** START OF Dataset records **

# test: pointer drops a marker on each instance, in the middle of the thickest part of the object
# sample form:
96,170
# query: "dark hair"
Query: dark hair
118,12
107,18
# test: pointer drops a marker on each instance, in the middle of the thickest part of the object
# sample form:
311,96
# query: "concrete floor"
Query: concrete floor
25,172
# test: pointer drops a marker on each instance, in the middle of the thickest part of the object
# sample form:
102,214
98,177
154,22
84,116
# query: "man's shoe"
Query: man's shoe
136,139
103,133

** END OF Dataset records **
** START OF Dataset records **

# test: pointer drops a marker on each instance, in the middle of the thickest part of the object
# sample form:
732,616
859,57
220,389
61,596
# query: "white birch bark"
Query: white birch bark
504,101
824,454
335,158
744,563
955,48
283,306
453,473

** END OF Dataset records **
** START OF Dataset records **

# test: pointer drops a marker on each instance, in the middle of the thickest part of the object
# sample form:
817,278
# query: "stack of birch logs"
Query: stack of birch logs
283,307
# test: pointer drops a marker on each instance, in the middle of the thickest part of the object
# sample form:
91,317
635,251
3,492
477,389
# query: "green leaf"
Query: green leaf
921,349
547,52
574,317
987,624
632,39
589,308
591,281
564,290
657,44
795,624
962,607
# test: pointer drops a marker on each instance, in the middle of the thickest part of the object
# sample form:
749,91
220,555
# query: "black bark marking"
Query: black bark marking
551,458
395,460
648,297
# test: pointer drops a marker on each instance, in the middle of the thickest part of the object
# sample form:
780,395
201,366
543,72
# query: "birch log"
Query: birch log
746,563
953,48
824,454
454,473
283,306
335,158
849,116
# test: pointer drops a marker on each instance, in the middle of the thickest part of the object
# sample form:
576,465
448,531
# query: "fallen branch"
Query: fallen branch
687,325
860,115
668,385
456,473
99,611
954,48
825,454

** END OF Dataset records **

Locate every line in the material above that contains the string "logs", matching case exactly, and copy each such line in full.

> Answer to this task
# query: "stack of birch logs"
Query: stack of birch logs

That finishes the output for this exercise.